=== Exercise input ===

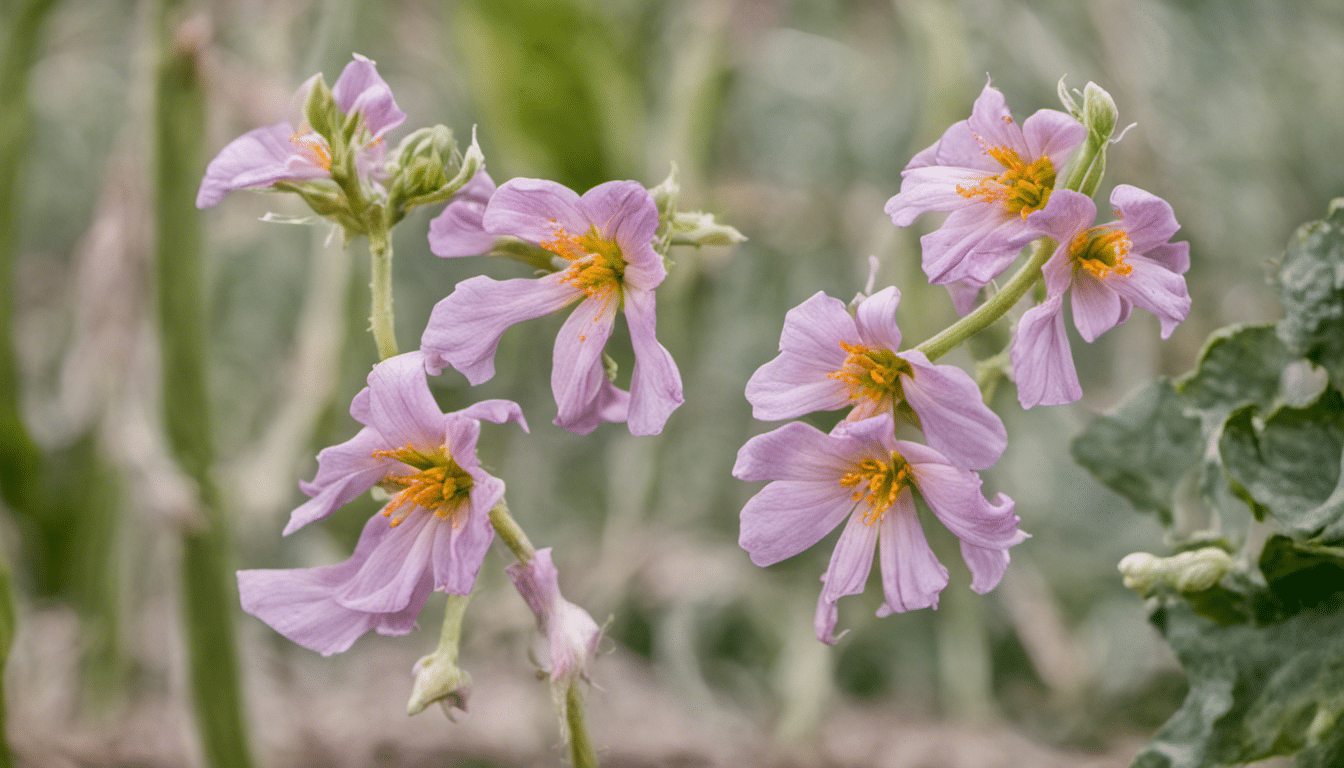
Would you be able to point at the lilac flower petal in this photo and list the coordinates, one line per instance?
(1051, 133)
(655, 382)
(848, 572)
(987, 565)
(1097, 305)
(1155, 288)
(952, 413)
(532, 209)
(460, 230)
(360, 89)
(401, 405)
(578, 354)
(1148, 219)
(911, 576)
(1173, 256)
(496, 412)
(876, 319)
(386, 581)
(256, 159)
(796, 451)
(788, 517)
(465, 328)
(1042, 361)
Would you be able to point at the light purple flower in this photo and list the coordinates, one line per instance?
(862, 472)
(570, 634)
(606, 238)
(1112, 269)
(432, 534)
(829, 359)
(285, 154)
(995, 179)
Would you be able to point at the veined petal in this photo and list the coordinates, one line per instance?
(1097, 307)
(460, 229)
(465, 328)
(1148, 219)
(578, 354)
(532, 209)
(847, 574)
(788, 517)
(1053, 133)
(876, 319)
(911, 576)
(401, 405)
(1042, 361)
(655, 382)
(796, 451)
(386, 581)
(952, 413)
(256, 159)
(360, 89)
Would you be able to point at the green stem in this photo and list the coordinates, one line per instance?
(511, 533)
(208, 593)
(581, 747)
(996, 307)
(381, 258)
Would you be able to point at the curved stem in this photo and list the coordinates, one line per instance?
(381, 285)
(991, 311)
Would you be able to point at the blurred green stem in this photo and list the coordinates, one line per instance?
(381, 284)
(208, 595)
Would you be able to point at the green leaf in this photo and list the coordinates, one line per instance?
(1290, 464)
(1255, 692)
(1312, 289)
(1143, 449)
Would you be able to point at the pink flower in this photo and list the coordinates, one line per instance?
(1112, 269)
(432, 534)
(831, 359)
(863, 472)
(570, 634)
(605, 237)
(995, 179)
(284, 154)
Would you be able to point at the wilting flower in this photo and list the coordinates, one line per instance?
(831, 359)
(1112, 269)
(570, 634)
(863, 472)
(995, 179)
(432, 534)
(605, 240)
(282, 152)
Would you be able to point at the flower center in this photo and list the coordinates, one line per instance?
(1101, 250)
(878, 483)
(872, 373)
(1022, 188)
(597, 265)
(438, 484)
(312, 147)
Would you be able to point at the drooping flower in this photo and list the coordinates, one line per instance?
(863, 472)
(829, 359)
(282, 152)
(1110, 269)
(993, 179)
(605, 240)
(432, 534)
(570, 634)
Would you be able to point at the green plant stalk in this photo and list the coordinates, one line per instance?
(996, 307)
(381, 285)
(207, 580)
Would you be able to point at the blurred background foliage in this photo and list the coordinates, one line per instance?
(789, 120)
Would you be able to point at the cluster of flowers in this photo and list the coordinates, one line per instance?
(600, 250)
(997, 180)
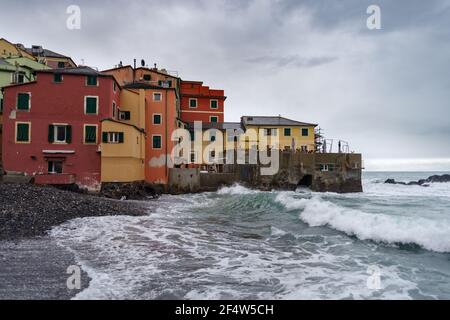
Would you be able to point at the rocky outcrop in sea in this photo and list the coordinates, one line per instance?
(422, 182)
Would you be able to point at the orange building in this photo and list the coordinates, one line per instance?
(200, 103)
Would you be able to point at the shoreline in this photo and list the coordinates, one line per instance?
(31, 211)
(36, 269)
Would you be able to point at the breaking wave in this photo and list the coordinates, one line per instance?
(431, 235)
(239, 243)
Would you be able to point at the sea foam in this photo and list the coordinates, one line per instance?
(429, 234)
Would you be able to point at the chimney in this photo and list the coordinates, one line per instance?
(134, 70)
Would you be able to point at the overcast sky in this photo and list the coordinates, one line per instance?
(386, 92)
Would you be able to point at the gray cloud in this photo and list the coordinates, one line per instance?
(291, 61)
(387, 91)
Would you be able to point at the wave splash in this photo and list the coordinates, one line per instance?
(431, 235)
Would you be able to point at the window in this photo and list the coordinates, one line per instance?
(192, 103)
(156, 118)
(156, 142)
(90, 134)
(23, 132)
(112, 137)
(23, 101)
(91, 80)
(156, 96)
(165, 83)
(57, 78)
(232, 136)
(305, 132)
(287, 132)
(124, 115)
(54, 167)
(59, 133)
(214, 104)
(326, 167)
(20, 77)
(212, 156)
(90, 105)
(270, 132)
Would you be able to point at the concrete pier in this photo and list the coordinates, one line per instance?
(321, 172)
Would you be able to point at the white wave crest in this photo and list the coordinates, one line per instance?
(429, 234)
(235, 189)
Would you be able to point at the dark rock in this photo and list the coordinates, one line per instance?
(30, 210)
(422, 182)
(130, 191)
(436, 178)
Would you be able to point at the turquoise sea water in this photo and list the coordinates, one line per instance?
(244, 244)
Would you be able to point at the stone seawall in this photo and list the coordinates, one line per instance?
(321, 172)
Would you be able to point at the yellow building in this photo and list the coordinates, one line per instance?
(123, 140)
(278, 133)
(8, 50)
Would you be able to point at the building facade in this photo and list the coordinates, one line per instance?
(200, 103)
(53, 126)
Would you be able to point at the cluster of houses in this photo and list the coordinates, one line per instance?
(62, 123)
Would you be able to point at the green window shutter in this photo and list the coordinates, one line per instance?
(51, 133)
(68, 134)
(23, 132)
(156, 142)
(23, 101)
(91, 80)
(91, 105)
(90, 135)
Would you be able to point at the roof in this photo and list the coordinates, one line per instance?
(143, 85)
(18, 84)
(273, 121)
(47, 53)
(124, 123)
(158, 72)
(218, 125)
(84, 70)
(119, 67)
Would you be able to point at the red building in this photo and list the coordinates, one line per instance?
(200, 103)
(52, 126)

===
=== Exercise input ===

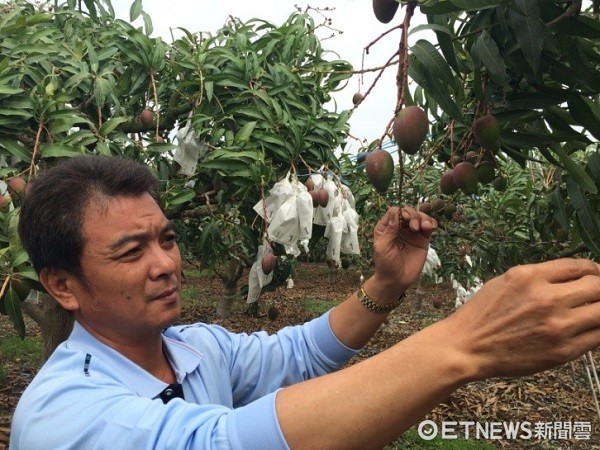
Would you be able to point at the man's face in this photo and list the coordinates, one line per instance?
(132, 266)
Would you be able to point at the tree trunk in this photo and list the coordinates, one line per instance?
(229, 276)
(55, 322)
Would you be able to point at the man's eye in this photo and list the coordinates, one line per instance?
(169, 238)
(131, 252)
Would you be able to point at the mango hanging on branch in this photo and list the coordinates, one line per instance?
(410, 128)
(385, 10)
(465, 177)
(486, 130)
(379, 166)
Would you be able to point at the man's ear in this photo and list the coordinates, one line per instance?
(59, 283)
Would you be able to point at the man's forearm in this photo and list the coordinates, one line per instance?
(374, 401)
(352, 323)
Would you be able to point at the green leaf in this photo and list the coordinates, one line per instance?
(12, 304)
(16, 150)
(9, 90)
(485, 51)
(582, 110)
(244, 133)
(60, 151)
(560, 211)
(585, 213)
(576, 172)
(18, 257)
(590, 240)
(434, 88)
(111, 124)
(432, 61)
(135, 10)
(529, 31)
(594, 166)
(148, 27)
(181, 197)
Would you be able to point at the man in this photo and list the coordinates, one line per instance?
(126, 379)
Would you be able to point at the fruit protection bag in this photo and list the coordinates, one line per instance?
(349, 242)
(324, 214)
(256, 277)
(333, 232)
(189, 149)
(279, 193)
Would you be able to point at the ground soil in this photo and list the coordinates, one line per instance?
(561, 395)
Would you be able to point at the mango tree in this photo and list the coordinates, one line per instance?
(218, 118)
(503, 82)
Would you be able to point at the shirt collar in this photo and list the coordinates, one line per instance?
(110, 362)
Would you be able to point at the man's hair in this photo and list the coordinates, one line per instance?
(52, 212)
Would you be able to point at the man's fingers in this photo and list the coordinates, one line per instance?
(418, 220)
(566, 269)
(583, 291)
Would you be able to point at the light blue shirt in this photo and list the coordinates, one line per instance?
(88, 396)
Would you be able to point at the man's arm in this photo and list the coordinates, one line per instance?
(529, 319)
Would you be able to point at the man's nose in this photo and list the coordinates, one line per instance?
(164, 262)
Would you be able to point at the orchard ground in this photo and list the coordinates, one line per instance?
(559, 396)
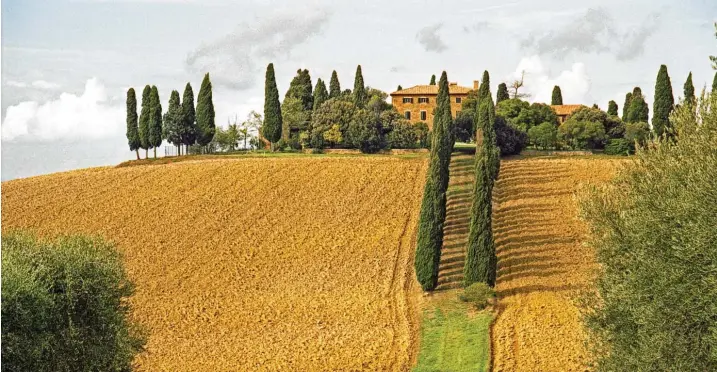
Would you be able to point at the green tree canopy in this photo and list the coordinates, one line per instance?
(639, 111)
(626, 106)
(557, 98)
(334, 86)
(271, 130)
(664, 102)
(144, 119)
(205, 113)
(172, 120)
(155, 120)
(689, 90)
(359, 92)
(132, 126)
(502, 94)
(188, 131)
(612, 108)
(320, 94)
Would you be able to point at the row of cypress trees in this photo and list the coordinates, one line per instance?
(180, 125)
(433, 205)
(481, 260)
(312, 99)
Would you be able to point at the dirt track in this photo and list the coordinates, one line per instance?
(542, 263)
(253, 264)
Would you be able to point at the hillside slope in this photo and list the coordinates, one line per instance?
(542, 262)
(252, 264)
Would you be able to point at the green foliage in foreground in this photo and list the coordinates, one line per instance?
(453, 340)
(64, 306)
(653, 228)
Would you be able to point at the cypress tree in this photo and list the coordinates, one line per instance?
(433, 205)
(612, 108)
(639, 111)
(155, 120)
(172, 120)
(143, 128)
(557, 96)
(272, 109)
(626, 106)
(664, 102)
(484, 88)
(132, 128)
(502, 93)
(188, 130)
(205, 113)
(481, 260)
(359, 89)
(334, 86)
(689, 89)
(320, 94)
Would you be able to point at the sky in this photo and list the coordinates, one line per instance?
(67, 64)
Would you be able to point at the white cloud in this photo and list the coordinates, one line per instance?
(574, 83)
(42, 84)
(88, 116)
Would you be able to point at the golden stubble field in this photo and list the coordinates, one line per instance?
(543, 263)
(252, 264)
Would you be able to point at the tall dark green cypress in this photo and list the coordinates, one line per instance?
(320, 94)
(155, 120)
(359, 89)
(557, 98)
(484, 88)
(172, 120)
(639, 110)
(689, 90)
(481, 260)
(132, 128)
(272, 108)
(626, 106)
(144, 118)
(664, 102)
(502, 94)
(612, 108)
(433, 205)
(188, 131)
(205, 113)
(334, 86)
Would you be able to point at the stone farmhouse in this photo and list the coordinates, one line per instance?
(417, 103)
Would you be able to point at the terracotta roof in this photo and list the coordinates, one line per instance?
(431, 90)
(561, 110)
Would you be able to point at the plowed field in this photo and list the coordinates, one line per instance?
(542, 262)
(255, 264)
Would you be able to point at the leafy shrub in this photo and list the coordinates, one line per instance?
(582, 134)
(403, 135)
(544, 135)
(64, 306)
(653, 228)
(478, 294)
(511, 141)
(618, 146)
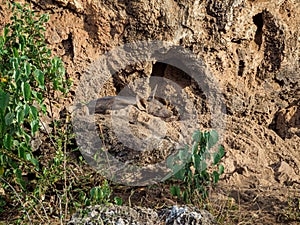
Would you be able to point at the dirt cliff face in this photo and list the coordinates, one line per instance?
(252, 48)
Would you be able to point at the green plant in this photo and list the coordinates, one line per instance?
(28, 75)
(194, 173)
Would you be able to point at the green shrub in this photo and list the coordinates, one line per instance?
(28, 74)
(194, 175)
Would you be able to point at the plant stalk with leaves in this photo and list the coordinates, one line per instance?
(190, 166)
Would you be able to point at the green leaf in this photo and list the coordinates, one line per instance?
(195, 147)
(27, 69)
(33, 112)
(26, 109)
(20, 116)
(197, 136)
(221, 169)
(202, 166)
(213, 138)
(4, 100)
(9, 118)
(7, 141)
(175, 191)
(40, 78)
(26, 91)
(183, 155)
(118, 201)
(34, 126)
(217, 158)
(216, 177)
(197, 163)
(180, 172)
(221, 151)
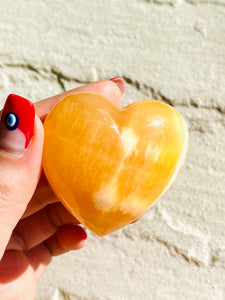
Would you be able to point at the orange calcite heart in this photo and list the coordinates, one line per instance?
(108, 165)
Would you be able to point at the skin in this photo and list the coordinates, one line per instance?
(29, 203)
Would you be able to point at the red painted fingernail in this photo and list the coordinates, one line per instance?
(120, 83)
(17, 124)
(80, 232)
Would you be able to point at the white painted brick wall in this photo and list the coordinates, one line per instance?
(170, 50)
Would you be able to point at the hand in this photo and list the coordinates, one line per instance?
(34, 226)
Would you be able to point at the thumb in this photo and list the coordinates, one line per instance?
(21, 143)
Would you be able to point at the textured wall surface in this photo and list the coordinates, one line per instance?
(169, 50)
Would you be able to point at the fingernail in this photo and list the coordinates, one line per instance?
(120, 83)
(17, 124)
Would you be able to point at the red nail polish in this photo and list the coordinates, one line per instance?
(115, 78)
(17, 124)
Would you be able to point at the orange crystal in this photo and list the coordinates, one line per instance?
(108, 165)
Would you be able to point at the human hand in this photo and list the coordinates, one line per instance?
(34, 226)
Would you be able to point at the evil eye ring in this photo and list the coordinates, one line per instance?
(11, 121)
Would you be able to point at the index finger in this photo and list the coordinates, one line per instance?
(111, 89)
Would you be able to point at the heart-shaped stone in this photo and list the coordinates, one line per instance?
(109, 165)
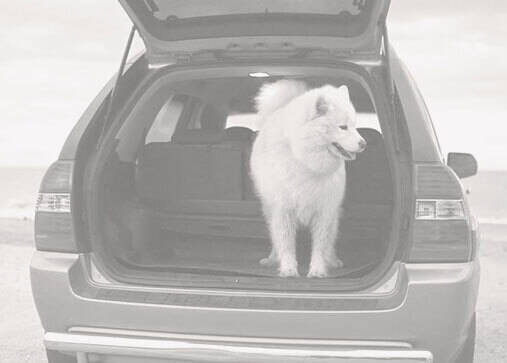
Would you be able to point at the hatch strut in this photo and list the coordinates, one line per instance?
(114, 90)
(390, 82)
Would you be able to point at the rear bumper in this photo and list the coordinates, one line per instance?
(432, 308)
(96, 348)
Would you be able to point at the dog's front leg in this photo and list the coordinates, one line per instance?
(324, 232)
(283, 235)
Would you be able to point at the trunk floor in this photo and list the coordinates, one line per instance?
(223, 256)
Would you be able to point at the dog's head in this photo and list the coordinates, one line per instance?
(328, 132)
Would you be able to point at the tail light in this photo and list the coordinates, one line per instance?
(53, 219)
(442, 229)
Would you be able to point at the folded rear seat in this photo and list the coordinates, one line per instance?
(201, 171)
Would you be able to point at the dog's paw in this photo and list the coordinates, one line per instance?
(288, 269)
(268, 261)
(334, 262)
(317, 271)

===
=== Exercise input ===

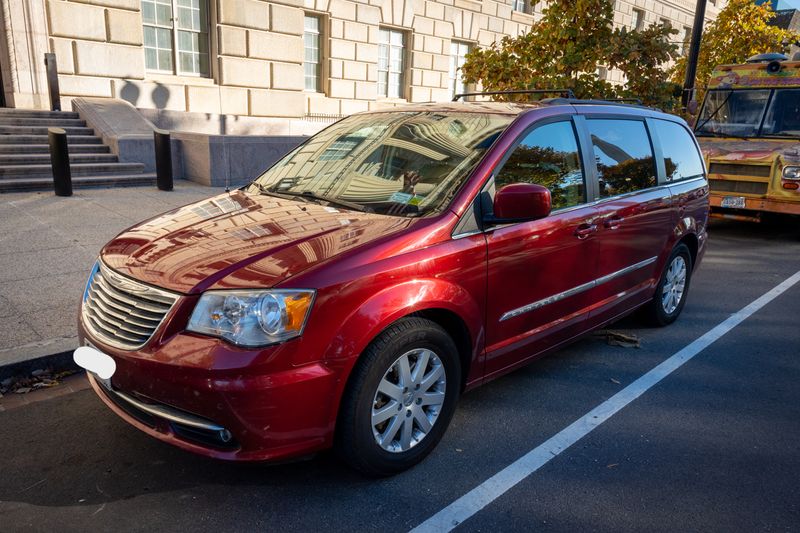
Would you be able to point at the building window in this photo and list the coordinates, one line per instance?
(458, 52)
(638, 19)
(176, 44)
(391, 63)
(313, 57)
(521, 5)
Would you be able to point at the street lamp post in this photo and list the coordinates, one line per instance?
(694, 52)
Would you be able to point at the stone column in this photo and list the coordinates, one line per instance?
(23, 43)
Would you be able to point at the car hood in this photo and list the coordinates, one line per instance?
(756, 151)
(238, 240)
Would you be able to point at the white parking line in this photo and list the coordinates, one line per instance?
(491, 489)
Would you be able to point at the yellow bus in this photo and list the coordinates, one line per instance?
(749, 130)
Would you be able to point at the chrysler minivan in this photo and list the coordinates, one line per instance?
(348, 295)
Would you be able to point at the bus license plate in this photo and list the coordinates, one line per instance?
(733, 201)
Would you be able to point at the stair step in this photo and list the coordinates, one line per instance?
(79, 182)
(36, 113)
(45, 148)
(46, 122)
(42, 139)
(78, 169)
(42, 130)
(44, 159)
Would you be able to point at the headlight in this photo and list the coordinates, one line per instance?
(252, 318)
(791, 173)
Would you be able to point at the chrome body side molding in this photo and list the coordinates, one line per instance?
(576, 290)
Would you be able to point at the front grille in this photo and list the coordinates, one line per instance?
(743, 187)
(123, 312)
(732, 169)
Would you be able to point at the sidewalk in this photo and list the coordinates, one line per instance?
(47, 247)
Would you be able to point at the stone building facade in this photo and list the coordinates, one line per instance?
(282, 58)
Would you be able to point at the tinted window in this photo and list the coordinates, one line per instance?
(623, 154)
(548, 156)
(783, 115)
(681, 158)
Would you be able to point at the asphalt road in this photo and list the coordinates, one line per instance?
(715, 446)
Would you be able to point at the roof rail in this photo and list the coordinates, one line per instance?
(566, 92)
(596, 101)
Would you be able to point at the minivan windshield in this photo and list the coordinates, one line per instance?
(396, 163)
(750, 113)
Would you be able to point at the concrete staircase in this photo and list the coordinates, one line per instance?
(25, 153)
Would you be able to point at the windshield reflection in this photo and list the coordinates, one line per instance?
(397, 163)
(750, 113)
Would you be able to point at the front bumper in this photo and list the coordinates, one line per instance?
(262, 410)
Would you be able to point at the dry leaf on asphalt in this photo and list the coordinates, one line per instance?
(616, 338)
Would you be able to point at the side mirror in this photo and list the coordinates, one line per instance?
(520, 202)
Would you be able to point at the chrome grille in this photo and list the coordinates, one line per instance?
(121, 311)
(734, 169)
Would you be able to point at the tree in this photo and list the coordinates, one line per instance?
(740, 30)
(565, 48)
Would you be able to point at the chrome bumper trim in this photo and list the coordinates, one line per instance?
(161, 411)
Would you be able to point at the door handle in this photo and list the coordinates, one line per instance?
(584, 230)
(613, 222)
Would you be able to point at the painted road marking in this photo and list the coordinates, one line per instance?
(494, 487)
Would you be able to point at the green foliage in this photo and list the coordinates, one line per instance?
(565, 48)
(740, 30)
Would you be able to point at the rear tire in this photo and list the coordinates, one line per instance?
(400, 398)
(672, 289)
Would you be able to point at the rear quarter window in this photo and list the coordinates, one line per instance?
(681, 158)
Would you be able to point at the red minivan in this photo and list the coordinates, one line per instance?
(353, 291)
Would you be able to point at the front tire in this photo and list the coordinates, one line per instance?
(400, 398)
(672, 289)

===

§ **Brief**: List each line of the listing above that contains the string "asphalt", matching case exactly.

§ **Worked answer**:
Would you be able to point at the asphalt road in this photo and list the coordinates, one line per instance?
Would you be able to point at the dry leaf on asphalt in this photo and list the coordinates, one line per instance?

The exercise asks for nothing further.